**DO THIS**
Rewrite every one of the entries below with "place one marker" substituted for "drop one dot", leaving everything else as it is.

**INPUT DATA**
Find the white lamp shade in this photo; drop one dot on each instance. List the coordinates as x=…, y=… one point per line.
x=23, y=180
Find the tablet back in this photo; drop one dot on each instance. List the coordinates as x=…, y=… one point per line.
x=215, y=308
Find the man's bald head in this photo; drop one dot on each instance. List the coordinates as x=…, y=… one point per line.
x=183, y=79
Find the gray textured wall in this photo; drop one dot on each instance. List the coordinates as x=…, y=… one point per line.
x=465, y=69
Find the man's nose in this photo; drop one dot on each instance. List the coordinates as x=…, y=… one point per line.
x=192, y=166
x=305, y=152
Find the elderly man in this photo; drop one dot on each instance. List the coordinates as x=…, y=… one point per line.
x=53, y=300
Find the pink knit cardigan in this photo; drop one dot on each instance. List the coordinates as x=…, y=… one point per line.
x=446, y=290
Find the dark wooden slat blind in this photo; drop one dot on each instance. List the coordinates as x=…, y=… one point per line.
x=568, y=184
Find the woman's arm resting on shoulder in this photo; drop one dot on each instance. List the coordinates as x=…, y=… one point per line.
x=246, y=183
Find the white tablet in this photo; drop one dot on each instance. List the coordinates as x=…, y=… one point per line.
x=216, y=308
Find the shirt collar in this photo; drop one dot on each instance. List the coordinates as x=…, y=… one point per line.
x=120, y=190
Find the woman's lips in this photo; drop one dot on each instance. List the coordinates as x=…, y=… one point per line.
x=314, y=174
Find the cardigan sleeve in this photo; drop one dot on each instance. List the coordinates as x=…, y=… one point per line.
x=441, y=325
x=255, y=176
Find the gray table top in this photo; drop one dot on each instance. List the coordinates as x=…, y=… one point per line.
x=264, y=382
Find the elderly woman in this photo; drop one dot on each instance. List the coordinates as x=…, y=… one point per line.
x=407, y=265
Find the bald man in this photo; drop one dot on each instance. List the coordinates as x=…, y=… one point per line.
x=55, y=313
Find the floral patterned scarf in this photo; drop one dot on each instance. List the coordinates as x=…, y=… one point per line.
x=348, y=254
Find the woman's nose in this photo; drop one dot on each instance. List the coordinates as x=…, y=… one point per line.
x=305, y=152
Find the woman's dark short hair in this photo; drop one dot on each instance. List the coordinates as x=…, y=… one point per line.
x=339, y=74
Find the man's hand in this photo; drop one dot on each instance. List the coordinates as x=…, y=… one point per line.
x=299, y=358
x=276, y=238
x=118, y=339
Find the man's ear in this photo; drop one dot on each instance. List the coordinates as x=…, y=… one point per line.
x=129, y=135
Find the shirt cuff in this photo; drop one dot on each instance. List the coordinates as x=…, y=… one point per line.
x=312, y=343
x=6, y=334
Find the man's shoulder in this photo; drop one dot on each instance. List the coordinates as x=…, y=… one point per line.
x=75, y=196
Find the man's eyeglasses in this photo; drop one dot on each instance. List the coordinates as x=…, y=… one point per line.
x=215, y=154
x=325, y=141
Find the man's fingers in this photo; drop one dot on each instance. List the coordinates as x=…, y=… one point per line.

**REPLY TO THE EXERCISE**
Find the white lamp shade in this photo; place one marker on each instance. List the coordinates as x=…, y=… one point per line.
x=23, y=180
Find the tablet back in this photo; place one marker on each instance. List the coordinates as x=…, y=… one point per line.
x=215, y=308
Find the man's bald head in this photo; place one marker on each instance. List the coordinates as x=…, y=… one point per line.
x=183, y=79
Find the gray textured wall in this photo; place one marker on each instance. List the coordinates as x=…, y=… one point per line.
x=465, y=69
Find the man's nose in this photo; place one marker on each instance. List the coordinates as x=…, y=… one point per line.
x=192, y=166
x=305, y=152
Find the elderly man in this photo; place one marker on each instance. List the coordinates as x=…, y=… one point per line.
x=53, y=300
Find the pink knit cardigan in this photo; place one marker on each instance. List the coordinates as x=…, y=… one point per line.
x=446, y=290
Find the dark wooden slat blind in this photo; place one marker on each instance. List the coordinates as x=…, y=… one point per line.
x=568, y=184
Find the woman's arm resting on shoulder in this photo; place one marker on each instance. List the coordinates as x=…, y=… one point per line.
x=246, y=183
Find the white tablet in this photo; place one marker on each instance. List the coordinates as x=…, y=… one point per line.
x=216, y=308
Find the shirt collar in this photo; place one marker on each instance. List the coordinates as x=…, y=… one point per line.
x=120, y=190
Find the woman's lips in this photo; place one marker on each instance. List the coordinates as x=…, y=… one point per line.
x=314, y=174
Find the cardigan sleeve in this photo; place one marker on each instance. List the coordinates as x=…, y=… one point per line.
x=441, y=325
x=255, y=176
Find the gray table top in this photo; place one marker on each instance. List the coordinates as x=…, y=… one point per line.
x=264, y=382
Find the elderly woman in this photo; place one marker on each instance. List the coordinates as x=…, y=… one point per line.
x=407, y=265
Find the bald man in this photo; place one marker on each instance. List the coordinates as x=…, y=… one point per line.
x=55, y=313
Find the floral patterned scarf in this photo; place one marker on each instance. List the coordinates as x=…, y=… one point per line.
x=348, y=254
Find the woman's nose in this photo; place one marker on each instance. List the coordinates as x=…, y=… one point per line.
x=305, y=152
Find the woman's dark short hair in this photo; place one marker on each instance. List the coordinates as x=…, y=… one point per line.
x=339, y=74
Find the man's hand in this photo; place one marker on each instance. List the coordinates as x=…, y=… one point per line.
x=299, y=358
x=276, y=238
x=118, y=339
Find the man's ear in this photo; place one marker on each instance. List the coordinates as x=…, y=… one point per line.
x=129, y=135
Find the shirt cuff in this photo; place one marker on each instance. List the coordinates as x=…, y=… one point per line.
x=312, y=343
x=6, y=334
Find the man's shoulder in this photo; place one marker on each instance. List the coordinates as x=…, y=… one point per line.
x=75, y=196
Find the man's eyeglasses in this photo; place one marker on each instance. List the coordinates as x=…, y=… one point per line.
x=215, y=154
x=325, y=141
Find the man's fingers in this photo; place one marker on each instance. List the coordinates as x=…, y=… one point per line.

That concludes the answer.